- [Work item] For this exercise, repeat exactly the lines below starting at the line holding "<point>351,41</point>" and ending at the line holding "Give x and y for each instance of the outboard", both included, with no extra lines and no pictures.

- [Data for review]
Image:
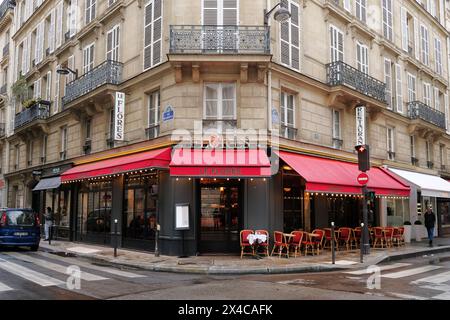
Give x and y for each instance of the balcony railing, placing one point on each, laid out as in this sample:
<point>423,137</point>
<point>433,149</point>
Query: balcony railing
<point>220,39</point>
<point>38,111</point>
<point>6,50</point>
<point>7,4</point>
<point>419,110</point>
<point>340,73</point>
<point>109,72</point>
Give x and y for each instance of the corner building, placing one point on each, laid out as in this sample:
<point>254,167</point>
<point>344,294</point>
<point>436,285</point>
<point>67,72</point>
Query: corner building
<point>216,63</point>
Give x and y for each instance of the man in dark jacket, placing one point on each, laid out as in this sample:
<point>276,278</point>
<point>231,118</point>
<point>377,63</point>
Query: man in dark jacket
<point>430,221</point>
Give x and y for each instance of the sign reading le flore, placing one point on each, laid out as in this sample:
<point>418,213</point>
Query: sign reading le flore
<point>119,116</point>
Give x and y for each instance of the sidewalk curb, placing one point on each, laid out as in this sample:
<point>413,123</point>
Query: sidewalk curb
<point>230,270</point>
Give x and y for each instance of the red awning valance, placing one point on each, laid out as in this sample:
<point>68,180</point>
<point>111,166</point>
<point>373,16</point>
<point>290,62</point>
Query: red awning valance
<point>219,163</point>
<point>159,158</point>
<point>332,176</point>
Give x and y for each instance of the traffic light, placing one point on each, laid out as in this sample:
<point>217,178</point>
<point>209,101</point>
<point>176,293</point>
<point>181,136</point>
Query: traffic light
<point>363,158</point>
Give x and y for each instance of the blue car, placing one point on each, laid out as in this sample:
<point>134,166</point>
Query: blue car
<point>19,228</point>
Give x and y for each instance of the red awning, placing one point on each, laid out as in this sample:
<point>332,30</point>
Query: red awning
<point>332,176</point>
<point>219,163</point>
<point>150,159</point>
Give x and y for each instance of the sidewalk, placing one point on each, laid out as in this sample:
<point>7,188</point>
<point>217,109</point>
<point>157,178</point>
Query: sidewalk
<point>221,265</point>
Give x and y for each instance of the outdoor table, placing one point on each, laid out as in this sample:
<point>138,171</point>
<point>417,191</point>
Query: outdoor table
<point>255,240</point>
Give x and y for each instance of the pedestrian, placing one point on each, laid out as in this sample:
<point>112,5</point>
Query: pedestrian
<point>430,221</point>
<point>48,222</point>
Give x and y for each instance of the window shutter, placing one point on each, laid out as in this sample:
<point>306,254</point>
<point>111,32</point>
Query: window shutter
<point>51,32</point>
<point>398,88</point>
<point>404,19</point>
<point>59,25</point>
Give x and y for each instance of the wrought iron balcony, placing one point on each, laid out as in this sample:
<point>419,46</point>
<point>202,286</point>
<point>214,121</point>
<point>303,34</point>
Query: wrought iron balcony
<point>109,72</point>
<point>38,111</point>
<point>340,73</point>
<point>419,110</point>
<point>220,39</point>
<point>6,50</point>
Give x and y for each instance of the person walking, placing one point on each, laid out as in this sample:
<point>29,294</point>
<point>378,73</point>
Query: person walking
<point>430,221</point>
<point>48,222</point>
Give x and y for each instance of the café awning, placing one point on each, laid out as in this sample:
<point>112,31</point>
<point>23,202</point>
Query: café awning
<point>220,163</point>
<point>159,158</point>
<point>333,176</point>
<point>429,185</point>
<point>48,184</point>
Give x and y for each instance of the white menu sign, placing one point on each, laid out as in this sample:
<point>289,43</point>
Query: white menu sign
<point>360,125</point>
<point>119,116</point>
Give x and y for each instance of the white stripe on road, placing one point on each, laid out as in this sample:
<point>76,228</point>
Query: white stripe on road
<point>53,266</point>
<point>436,279</point>
<point>116,272</point>
<point>410,272</point>
<point>382,268</point>
<point>28,274</point>
<point>4,287</point>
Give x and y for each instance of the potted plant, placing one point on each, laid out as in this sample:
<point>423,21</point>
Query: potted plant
<point>407,235</point>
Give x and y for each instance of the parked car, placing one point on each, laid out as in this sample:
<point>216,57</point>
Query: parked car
<point>19,228</point>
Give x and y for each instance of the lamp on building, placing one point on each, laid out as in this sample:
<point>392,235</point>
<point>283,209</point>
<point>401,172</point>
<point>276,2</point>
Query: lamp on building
<point>281,15</point>
<point>66,70</point>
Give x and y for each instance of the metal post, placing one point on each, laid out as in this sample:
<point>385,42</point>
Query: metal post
<point>333,253</point>
<point>116,235</point>
<point>365,230</point>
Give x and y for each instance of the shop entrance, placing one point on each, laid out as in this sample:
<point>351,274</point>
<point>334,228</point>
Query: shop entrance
<point>220,220</point>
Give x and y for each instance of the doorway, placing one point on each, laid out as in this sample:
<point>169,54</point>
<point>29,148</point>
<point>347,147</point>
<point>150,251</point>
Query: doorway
<point>220,217</point>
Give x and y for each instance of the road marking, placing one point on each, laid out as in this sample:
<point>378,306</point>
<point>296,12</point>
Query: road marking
<point>436,279</point>
<point>382,268</point>
<point>407,296</point>
<point>4,287</point>
<point>53,266</point>
<point>410,272</point>
<point>28,274</point>
<point>116,272</point>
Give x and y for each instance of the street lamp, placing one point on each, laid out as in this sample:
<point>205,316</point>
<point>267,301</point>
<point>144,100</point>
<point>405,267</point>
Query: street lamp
<point>281,15</point>
<point>66,70</point>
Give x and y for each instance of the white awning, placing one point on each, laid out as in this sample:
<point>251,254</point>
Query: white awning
<point>430,186</point>
<point>48,183</point>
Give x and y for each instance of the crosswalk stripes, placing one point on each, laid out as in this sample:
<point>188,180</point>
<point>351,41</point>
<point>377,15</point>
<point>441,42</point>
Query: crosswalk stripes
<point>382,268</point>
<point>28,274</point>
<point>410,272</point>
<point>53,266</point>
<point>113,271</point>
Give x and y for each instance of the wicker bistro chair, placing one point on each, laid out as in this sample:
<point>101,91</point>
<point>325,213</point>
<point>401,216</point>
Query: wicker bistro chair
<point>263,247</point>
<point>296,242</point>
<point>245,244</point>
<point>280,243</point>
<point>344,237</point>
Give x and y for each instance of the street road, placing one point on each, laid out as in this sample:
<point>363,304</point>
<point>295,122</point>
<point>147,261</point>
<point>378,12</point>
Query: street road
<point>42,275</point>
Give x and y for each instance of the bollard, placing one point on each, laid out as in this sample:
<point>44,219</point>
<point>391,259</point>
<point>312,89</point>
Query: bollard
<point>115,237</point>
<point>333,253</point>
<point>362,243</point>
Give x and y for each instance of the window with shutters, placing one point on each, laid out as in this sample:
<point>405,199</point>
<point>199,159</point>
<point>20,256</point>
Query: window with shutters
<point>425,45</point>
<point>88,58</point>
<point>290,37</point>
<point>411,88</point>
<point>287,108</point>
<point>89,11</point>
<point>438,55</point>
<point>336,44</point>
<point>154,106</point>
<point>112,44</point>
<point>362,58</point>
<point>153,33</point>
<point>361,10</point>
<point>427,94</point>
<point>387,19</point>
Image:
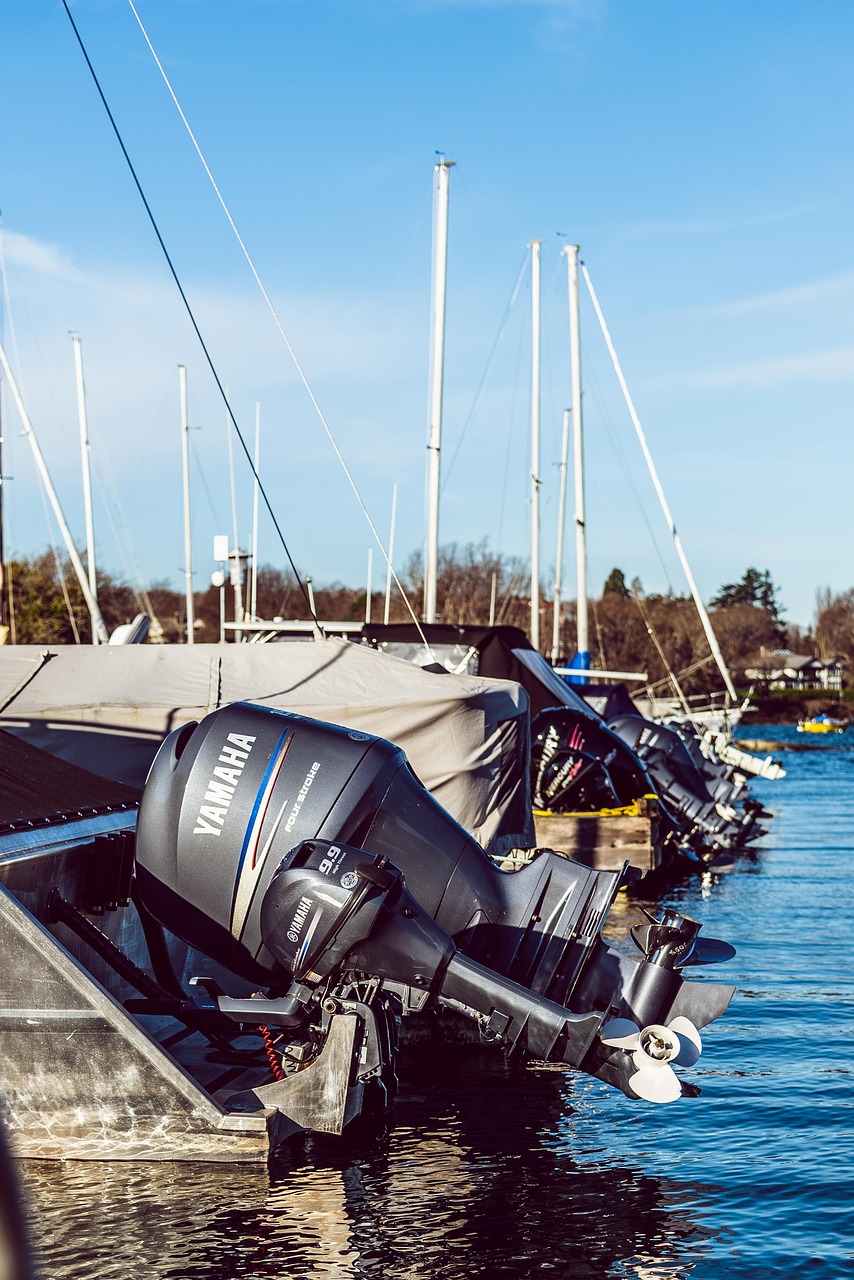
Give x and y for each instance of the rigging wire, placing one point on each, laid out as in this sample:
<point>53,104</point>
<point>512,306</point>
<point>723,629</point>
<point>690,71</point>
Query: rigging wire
<point>181,291</point>
<point>51,539</point>
<point>502,327</point>
<point>592,380</point>
<point>275,319</point>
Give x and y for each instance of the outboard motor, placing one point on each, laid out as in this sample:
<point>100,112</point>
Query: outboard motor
<point>680,784</point>
<point>310,862</point>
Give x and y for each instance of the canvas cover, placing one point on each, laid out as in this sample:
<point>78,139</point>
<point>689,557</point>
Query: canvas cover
<point>108,709</point>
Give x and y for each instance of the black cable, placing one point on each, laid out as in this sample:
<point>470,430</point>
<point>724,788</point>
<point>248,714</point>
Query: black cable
<point>190,312</point>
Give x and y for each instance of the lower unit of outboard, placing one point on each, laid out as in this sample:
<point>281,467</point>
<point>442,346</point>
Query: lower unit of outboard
<point>310,863</point>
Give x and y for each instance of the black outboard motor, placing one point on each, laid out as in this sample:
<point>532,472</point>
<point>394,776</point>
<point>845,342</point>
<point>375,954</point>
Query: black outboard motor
<point>309,860</point>
<point>578,763</point>
<point>680,782</point>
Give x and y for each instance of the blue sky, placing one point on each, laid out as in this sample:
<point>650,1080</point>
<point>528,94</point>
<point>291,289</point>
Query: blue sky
<point>700,155</point>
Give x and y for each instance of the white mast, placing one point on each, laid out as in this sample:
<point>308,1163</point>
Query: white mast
<point>255,496</point>
<point>668,517</point>
<point>535,442</point>
<point>87,479</point>
<point>581,643</point>
<point>391,557</point>
<point>54,501</point>
<point>558,552</point>
<point>185,471</point>
<point>442,172</point>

- [Task result]
<point>351,41</point>
<point>377,15</point>
<point>441,42</point>
Query: crosswalk stripes
<point>382,268</point>
<point>28,274</point>
<point>410,272</point>
<point>53,266</point>
<point>113,271</point>
Give x and y for each instance of the wicker bistro chair, placing one point on each, laid out as in this sample:
<point>101,91</point>
<point>325,213</point>
<point>401,216</point>
Query: wicker bistro chair
<point>263,247</point>
<point>296,242</point>
<point>245,244</point>
<point>280,243</point>
<point>344,237</point>
Give x and y for each instance of the street road, placing one point on each, laid out as in this sample:
<point>363,304</point>
<point>295,122</point>
<point>147,261</point>
<point>378,12</point>
Query: street road
<point>42,275</point>
Give x and y for each instance of the bollard, placing one point on each, laid out as in this sample:
<point>44,219</point>
<point>391,259</point>
<point>312,89</point>
Query: bollard
<point>115,237</point>
<point>333,253</point>
<point>362,243</point>
Give x and y for each instance of the window with shutters, placing one point on each, laid out as in this sample:
<point>405,199</point>
<point>199,159</point>
<point>20,256</point>
Query: window with shutters
<point>425,45</point>
<point>88,58</point>
<point>290,37</point>
<point>411,88</point>
<point>287,108</point>
<point>89,11</point>
<point>438,55</point>
<point>336,44</point>
<point>154,106</point>
<point>112,44</point>
<point>362,58</point>
<point>153,33</point>
<point>361,10</point>
<point>427,94</point>
<point>387,19</point>
Image:
Give x and y for each instance of the rigging wire, placing one point on each, laid out as in this sample:
<point>53,104</point>
<point>512,306</point>
<point>723,629</point>
<point>690,71</point>
Query: rigging wire
<point>181,291</point>
<point>51,539</point>
<point>502,327</point>
<point>592,380</point>
<point>275,319</point>
Give x and y for each instance of the outboard motor, placing one point on each, laid out as in this sample:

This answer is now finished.